PAGE TEXT below:
Health inspectors found 19 confirmed cases and about 50 other employees exhibiting similar symptoms. A cease and desist order was issued on April 15. The company was instructed on proper precautions and steps to take moving forward, including measures and precautions to prevent an outbreak in the future.
In a letter dated April 17, a Department of Agriculture and Food employee told the health department that Built Brands had done a good job of cleaning and disinfecting the facility, and that the Commissioner of Agriculture wanted to allow the business to reopen on a limited basis on April 20.
In mid-May, Juana Victoria Flores, a former employee, filed a lawsuit against Built Bar.
According to the lawsuit, Flores sent an email to Built Bar’s human resources department on April 7 saying that co-workers were sick and that it would be good to get professional cleaning or fumigation.
“We make food and we don’t want more people getting sick,” she wrote in the email, ending with, “I am really concerned.”
End of PAGE TEXT.
RAW DATA below:
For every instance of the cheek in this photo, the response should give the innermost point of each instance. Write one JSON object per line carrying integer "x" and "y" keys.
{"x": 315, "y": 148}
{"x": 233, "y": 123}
End of RAW DATA.
§ **TASK PROMPT**:
Answer these from the text about the Built Brands outbreak:
1. On what date was the cease and desist order issued?
2. On what date did the Commissioner of Agriculture want the business to reopen on a limited basis?
3. On what date did Flores email Built Bar's human resources department?
Nothing in the lines matters for this.

§ **PROBLEM SOLUTION**:
1. April 15
2. April 20
3. April 7